Exercise:
Rewrite the records from the line containing "of the hedge" through the line containing "352], [262, 377]]", inclusive, changing "JSON array" to "list" and keeping everything else the same. Return only those lines.

Recorded information:
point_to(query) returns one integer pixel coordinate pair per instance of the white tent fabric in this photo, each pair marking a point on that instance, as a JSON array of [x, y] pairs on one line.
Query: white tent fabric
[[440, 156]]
...
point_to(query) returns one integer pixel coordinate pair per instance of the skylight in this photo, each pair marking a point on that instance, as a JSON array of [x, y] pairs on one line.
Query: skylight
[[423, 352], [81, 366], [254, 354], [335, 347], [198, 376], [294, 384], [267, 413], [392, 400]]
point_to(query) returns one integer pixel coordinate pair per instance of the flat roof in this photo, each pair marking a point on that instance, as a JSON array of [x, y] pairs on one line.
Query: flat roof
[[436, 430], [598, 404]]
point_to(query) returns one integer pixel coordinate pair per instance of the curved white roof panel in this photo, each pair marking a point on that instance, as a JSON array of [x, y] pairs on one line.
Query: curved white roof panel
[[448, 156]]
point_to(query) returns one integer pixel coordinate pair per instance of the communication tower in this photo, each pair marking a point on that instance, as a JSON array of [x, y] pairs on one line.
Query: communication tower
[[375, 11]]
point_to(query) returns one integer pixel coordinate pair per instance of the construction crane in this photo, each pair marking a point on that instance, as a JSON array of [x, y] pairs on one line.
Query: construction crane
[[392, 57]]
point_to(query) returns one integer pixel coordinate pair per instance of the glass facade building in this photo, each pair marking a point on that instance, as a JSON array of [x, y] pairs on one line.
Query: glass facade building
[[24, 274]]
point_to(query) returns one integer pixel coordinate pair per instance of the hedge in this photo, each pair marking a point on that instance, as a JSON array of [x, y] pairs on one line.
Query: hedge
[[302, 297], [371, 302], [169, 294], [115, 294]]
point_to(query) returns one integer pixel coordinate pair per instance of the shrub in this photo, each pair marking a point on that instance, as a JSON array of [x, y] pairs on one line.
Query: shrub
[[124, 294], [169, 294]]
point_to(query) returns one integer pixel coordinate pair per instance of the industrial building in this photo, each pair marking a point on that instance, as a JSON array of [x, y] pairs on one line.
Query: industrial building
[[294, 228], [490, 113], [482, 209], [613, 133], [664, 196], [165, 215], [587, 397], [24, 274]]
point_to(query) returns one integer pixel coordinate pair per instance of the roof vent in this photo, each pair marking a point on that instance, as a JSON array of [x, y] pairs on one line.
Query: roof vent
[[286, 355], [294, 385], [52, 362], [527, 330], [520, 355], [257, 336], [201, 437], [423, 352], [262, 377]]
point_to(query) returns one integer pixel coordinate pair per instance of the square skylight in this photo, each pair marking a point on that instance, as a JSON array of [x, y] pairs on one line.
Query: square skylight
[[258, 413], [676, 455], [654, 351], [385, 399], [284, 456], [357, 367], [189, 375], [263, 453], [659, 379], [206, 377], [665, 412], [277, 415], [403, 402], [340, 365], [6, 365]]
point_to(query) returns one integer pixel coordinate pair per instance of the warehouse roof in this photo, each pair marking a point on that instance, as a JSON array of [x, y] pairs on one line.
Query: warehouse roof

The result:
point_to(query) returns one integer pixel coordinate pair per instance of the hedge in this photo, each pair marking a point on that instance, as a list of [x, y] pairs on one line.
Query: hedge
[[302, 297], [371, 302], [169, 294], [115, 294]]
point_to(query) returns one integer pixel coordinate pair per instance of the shrub in this photo, each pair marking a point on that instance, as a list of [x, y] pairs on one line.
Query: shrub
[[124, 294], [169, 294]]
point_to(query) returns one integer pixel coordinate pair per instance of the industrial building in this photo, each pair marking a point on that instance, as a list of [x, y] pairs on one line.
Query: industrial building
[[294, 228], [490, 113], [482, 209], [613, 133], [664, 196], [165, 215], [587, 397], [24, 274]]
point_to(query) returns one integer pixel coordinate pair per instance of the roof vent in this photo, each pair marking a point on that instance, as a list of [x, y] pairs on one line.
Query: roof vent
[[286, 355], [294, 385], [52, 362], [527, 330], [520, 355], [257, 336], [201, 437], [423, 352], [262, 377]]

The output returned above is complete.